*Action item*. Format the rows below as a numbered list, covering only the lines from the start of the rows through the line containing "box: [173, 124, 214, 149]", both included. Skip blank lines and leave the pictures out.

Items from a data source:
####################
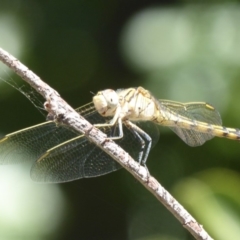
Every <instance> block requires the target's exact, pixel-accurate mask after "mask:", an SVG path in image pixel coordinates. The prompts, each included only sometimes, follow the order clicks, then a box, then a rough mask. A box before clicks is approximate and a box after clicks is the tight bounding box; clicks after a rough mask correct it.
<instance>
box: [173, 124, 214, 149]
mask: <svg viewBox="0 0 240 240" xmlns="http://www.w3.org/2000/svg"><path fill="white" fill-rule="evenodd" d="M170 129H171V130H172V131H173V132H174V133H176V134H177V135H178V136H179V137H180V138H181V139H182V140H183V141H184V142H185V143H186V144H188V145H189V146H191V147H196V146H201V145H203V144H204V143H205V142H206V141H207V140H210V139H212V138H213V137H214V136H213V135H211V134H207V133H201V132H197V131H194V130H191V129H184V128H179V127H170Z"/></svg>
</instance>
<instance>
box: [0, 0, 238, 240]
mask: <svg viewBox="0 0 240 240" xmlns="http://www.w3.org/2000/svg"><path fill="white" fill-rule="evenodd" d="M0 6H1V8H0V36H1V38H0V47H2V48H4V49H6V50H7V51H9V52H10V53H12V54H13V55H15V56H16V57H17V58H19V59H20V60H21V61H22V62H23V63H24V64H26V65H27V66H28V67H29V68H30V69H31V70H33V71H34V72H35V73H37V74H38V75H39V76H40V77H41V78H42V79H44V80H45V81H46V82H47V83H49V84H50V85H51V86H52V87H54V88H55V89H56V90H57V91H58V92H59V93H60V94H61V96H63V98H64V99H66V100H67V101H68V102H69V103H70V104H71V105H72V106H73V107H78V106H80V105H83V104H85V103H87V102H89V101H91V98H92V94H91V93H90V92H94V93H95V92H97V91H99V90H101V89H106V88H113V89H117V88H126V87H132V86H140V85H141V86H143V87H145V88H147V89H149V90H151V91H152V92H153V93H154V95H155V96H156V97H159V98H162V99H171V100H175V101H206V102H209V103H212V104H213V105H214V106H215V107H216V108H217V109H218V110H219V111H220V113H221V116H222V118H223V123H224V125H226V126H230V127H239V122H240V114H239V109H240V106H239V102H240V94H239V89H240V81H239V77H240V70H239V69H240V68H239V65H240V30H239V20H240V3H239V1H223V0H222V1H220V0H219V1H217V0H212V1H189V0H188V1H186V0H185V1H180V0H179V1H154V0H150V1H147V2H146V1H142V0H138V1H137V0H133V1H130V2H129V1H124V0H122V1H117V0H114V1H104V0H100V1H99V0H98V1H96V0H95V1H94V0H92V1H84V0H81V1H80V0H79V1H76V0H75V1H74V0H69V1H63V2H60V1H40V0H31V1H30V0H24V1H23V0H13V1H9V0H0ZM0 71H1V72H0V78H1V79H4V80H5V81H10V82H14V84H15V83H16V85H15V86H16V87H17V88H21V89H22V86H23V82H22V81H21V80H20V79H19V78H18V77H17V76H16V75H15V74H13V73H12V72H10V71H8V70H7V69H6V68H4V67H2V64H1V67H0ZM0 114H1V121H0V133H1V134H6V133H9V132H13V131H16V130H18V129H21V128H24V127H28V126H30V125H34V124H37V123H39V122H41V121H44V118H42V117H41V115H39V114H38V111H36V109H35V108H34V107H33V106H32V104H31V103H30V102H28V101H27V99H26V98H25V97H24V96H23V95H22V94H20V93H19V92H17V91H16V90H14V89H13V88H11V87H9V86H8V85H7V84H5V83H4V82H0ZM160 129H161V133H162V135H161V137H160V141H159V143H158V144H157V146H156V147H155V148H153V150H152V151H151V154H150V156H149V159H148V168H149V170H150V172H151V174H152V175H153V176H155V177H156V178H157V179H158V180H159V181H160V182H161V183H162V184H163V185H164V186H165V187H166V189H168V190H169V191H170V192H173V193H174V196H175V197H176V198H177V199H178V200H179V201H180V202H181V203H183V204H184V206H185V207H186V208H187V209H188V210H189V211H190V212H191V213H192V214H193V215H194V217H196V219H198V220H199V221H200V222H201V224H203V225H204V227H205V228H206V229H207V230H208V231H209V233H210V234H211V235H212V237H213V238H216V239H227V238H228V239H238V236H239V230H238V229H239V225H240V219H239V211H240V199H239V190H238V188H239V178H240V176H239V172H240V164H239V156H240V148H239V143H237V142H233V141H230V140H226V139H214V140H212V141H209V142H207V143H206V144H204V145H203V146H201V147H198V148H191V147H189V146H187V145H186V144H185V143H183V142H182V141H181V140H180V139H179V138H178V137H177V136H175V135H174V134H173V133H172V132H170V131H168V130H166V129H165V128H160ZM10 169H11V168H10ZM19 169H20V170H21V168H19ZM5 171H6V170H5V168H4V167H1V169H0V172H1V175H2V176H3V172H5ZM14 171H15V170H13V172H12V174H13V175H14V174H15V172H14ZM7 173H8V174H9V175H10V177H5V178H4V177H1V179H0V186H5V187H4V188H3V189H2V190H1V196H3V194H4V196H5V197H7V199H8V198H9V202H8V206H7V205H4V204H6V202H5V203H4V204H3V202H1V201H0V212H1V213H2V212H3V209H5V208H6V206H7V207H8V208H7V209H13V210H12V212H11V214H12V215H11V216H14V214H16V216H19V215H21V218H22V219H24V224H20V223H19V222H18V221H15V222H14V221H13V222H12V223H11V222H10V221H6V219H9V216H7V215H4V214H0V215H1V216H0V229H1V228H3V227H4V228H5V229H10V231H5V232H4V234H5V235H4V236H1V238H2V239H21V238H22V239H28V238H29V239H34V238H36V239H73V240H74V239H121V240H122V239H138V240H139V239H162V240H166V239H169V240H176V239H193V238H192V237H191V236H190V235H189V234H188V233H187V232H186V231H185V230H184V229H183V228H182V226H181V224H180V223H179V222H178V221H177V220H176V219H175V218H174V217H173V216H172V215H171V214H169V212H168V211H167V210H166V209H165V208H164V207H163V206H162V205H161V204H160V203H158V202H157V200H155V198H154V197H153V196H152V195H151V194H150V193H148V192H147V191H146V190H145V189H144V188H143V187H142V186H141V185H139V184H138V183H137V182H136V181H135V180H134V178H133V177H132V176H130V175H129V174H128V173H127V172H126V171H124V170H121V171H118V172H115V173H112V174H109V175H106V176H103V177H99V178H93V179H82V180H79V181H74V182H72V183H67V184H59V185H55V187H53V185H46V186H45V187H46V189H48V188H49V189H48V190H46V192H44V191H43V190H42V189H40V187H39V185H38V184H33V185H32V186H35V190H34V191H33V190H32V189H30V188H27V189H28V191H24V189H25V190H26V187H24V186H25V185H21V187H19V186H20V185H19V184H18V182H16V181H11V180H10V179H11V171H10V170H8V171H7ZM24 174H25V175H26V172H25V171H24ZM4 176H5V175H4ZM22 178H23V177H22V175H21V176H20V175H19V176H18V177H17V179H20V181H21V179H22ZM6 181H10V183H12V185H11V187H8V185H4V183H5V182H6ZM29 181H30V180H29ZM10 183H9V184H10ZM1 184H2V185H1ZM14 186H15V189H14ZM52 187H53V188H52ZM33 188H34V187H33ZM51 189H55V190H53V191H52V194H51V193H50V192H51ZM14 191H18V192H21V193H22V196H21V197H18V196H17V195H11V194H10V193H11V192H14ZM58 191H61V194H59V193H58ZM29 196H37V197H38V199H40V200H41V201H40V202H41V204H40V203H38V202H36V199H35V198H34V197H31V198H29ZM11 198H12V199H11ZM50 199H51V200H50ZM59 199H60V200H59ZM61 199H62V200H61ZM10 200H11V201H10ZM58 200H59V201H60V202H61V201H62V202H64V203H65V204H62V205H61V209H60V207H59V208H54V207H53V206H54V205H55V204H57V202H58ZM29 201H30V203H31V204H32V205H31V204H30V203H29ZM51 201H52V203H51ZM34 202H35V203H37V204H36V205H34V204H33V203H34ZM26 203H27V205H26ZM50 203H51V204H52V205H51V204H50ZM38 204H40V205H38ZM44 205H45V206H46V209H48V207H49V206H52V209H53V210H52V212H50V213H51V214H50V215H51V216H52V217H51V216H50V215H43V214H41V213H42V210H43V209H44ZM28 206H29V208H28ZM59 206H60V205H59ZM17 208H20V209H21V208H22V209H24V210H25V211H22V212H20V211H18V210H17ZM15 209H16V210H15ZM54 211H55V213H56V214H54ZM5 212H6V214H7V213H8V211H5ZM64 212H65V215H64ZM58 214H59V215H58ZM29 216H30V217H29ZM41 216H43V218H40V217H41ZM56 216H57V217H58V218H59V219H58V221H57V222H56V224H55V225H54V227H52V228H49V229H51V231H50V230H49V231H44V229H45V227H46V226H45V225H44V224H43V222H44V221H42V219H44V217H46V218H48V220H49V222H55V221H56V219H55V217H56ZM34 218H35V219H34ZM33 219H34V221H33ZM37 219H40V220H39V222H38V221H37ZM6 222H8V224H9V226H8V228H6V225H4V224H6ZM2 223H4V224H2ZM36 223H37V224H38V225H39V229H36V228H35V227H36ZM14 224H15V225H14ZM16 224H17V226H18V229H20V230H21V231H16V230H15V229H16ZM29 229H30V230H32V231H29ZM11 230H12V231H14V232H15V234H11ZM1 232H2V231H1ZM34 233H35V236H34ZM2 234H3V232H2ZM225 234H227V236H228V237H226V235H225Z"/></svg>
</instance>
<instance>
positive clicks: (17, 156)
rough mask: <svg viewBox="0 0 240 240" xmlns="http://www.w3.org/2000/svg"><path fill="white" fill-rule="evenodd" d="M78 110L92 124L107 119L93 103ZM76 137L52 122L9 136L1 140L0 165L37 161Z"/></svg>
mask: <svg viewBox="0 0 240 240" xmlns="http://www.w3.org/2000/svg"><path fill="white" fill-rule="evenodd" d="M76 110H77V112H79V113H80V114H81V115H82V116H84V117H85V118H86V119H87V120H88V121H90V122H92V123H99V122H105V119H104V118H103V117H102V116H100V115H99V114H98V113H96V111H95V108H94V105H93V104H92V103H89V104H86V105H84V106H82V107H80V108H78V109H76ZM76 136H79V134H77V133H75V132H73V131H72V130H71V129H69V128H66V127H65V126H56V124H55V123H54V122H52V121H48V122H44V123H41V124H38V125H35V126H32V127H29V128H25V129H22V130H20V131H17V132H14V133H11V134H8V135H6V136H5V137H3V138H1V139H0V164H14V163H21V162H24V161H33V160H36V159H38V158H39V157H40V156H41V155H42V154H43V153H44V152H45V151H47V150H48V149H49V148H52V147H54V146H56V145H58V144H60V143H62V142H64V141H67V140H69V139H71V138H74V137H76Z"/></svg>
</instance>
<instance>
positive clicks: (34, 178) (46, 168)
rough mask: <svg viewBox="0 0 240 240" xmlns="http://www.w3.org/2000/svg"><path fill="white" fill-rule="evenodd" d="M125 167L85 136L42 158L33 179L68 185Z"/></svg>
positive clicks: (70, 141)
mask: <svg viewBox="0 0 240 240" xmlns="http://www.w3.org/2000/svg"><path fill="white" fill-rule="evenodd" d="M120 167H121V166H120V165H119V164H118V163H117V162H116V161H114V160H113V159H112V158H111V157H110V156H109V155H107V154H106V153H105V152H104V151H103V150H101V149H100V148H98V147H96V146H95V145H94V144H93V143H90V142H89V141H88V140H87V139H86V138H85V137H79V138H77V139H74V140H70V141H68V142H66V143H65V144H63V145H61V147H56V148H53V149H52V150H50V151H49V152H47V153H46V154H44V155H43V156H42V157H41V158H40V159H38V160H37V161H36V162H35V164H34V165H33V167H32V170H31V177H32V179H33V180H34V181H38V182H52V183H60V182H68V181H73V180H76V179H80V178H84V177H85V178H86V177H97V176H100V175H103V174H107V173H109V172H112V171H115V170H117V169H119V168H120Z"/></svg>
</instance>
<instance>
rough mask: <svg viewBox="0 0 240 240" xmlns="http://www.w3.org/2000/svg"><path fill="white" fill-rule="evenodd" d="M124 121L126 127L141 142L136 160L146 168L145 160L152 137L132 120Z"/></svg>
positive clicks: (150, 145)
mask: <svg viewBox="0 0 240 240" xmlns="http://www.w3.org/2000/svg"><path fill="white" fill-rule="evenodd" d="M125 123H126V126H128V128H129V129H130V130H131V131H132V132H133V133H134V134H135V135H136V136H137V137H138V139H139V140H140V142H141V144H142V151H141V153H140V155H139V159H138V161H139V162H140V164H142V165H143V166H144V167H145V168H146V169H147V166H146V162H147V158H148V155H149V152H150V149H151V146H152V139H151V137H150V136H149V135H148V134H147V133H146V132H144V131H143V130H142V129H141V128H139V127H138V126H137V125H135V124H133V123H132V122H130V121H125Z"/></svg>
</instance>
####################
*Output*.
1. Every <instance> block requires the target's exact, pixel-accurate mask after "mask:", an SVG path in image pixel coordinates. The prompts, each included only sometimes, follow the order clicks, then a box, then a rough mask. A box before clicks is approximate and a box after clicks is the tight bounding box; clicks after a rough mask correct it.
2. <instance>
3. box: [173, 124, 214, 149]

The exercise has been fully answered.